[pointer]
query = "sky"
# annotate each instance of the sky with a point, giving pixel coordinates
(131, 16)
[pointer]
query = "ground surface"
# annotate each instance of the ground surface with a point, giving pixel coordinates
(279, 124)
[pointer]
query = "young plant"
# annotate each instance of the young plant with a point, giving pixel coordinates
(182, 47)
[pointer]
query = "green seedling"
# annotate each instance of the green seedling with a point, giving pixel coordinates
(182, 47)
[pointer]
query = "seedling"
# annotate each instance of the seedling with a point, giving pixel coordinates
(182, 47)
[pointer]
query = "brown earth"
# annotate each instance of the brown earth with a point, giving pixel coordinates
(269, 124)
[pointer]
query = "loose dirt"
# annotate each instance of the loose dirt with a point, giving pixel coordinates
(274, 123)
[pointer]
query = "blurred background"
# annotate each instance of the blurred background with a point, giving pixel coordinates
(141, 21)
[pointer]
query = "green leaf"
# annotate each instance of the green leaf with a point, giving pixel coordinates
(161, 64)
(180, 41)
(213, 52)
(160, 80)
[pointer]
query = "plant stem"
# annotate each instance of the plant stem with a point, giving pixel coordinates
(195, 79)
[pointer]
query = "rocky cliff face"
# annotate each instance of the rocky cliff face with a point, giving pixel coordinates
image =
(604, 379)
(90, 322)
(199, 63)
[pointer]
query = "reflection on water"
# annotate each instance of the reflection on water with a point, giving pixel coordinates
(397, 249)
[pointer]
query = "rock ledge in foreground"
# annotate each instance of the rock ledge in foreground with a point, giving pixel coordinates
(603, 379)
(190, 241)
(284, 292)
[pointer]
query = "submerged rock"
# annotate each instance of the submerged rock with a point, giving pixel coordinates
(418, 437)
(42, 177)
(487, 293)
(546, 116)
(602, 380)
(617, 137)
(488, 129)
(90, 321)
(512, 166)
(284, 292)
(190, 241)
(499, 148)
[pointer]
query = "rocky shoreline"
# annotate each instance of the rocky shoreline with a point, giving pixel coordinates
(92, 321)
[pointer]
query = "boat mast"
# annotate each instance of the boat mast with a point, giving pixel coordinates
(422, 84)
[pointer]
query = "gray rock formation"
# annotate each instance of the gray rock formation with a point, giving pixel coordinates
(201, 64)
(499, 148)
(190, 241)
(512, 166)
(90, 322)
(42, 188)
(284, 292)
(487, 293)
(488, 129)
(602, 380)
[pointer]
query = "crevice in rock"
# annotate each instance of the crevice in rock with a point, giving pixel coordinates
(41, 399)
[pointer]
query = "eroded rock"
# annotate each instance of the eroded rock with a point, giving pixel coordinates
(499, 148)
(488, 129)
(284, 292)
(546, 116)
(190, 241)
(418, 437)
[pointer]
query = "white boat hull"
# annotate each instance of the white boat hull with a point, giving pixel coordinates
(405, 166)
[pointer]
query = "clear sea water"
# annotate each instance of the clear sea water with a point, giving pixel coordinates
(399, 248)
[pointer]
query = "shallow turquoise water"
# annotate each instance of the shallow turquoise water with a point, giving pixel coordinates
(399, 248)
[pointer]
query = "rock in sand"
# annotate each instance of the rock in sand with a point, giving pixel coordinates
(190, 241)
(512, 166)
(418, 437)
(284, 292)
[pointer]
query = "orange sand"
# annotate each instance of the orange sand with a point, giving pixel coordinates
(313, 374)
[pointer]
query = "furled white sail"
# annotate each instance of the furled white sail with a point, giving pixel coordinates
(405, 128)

───

* [Work item]:
What lines above mention "cliff"? Copy each one.

* [Output below]:
query = "rocky cliff face"
# annotate each instance of the rocky cliff face with a point, giving pixel coordinates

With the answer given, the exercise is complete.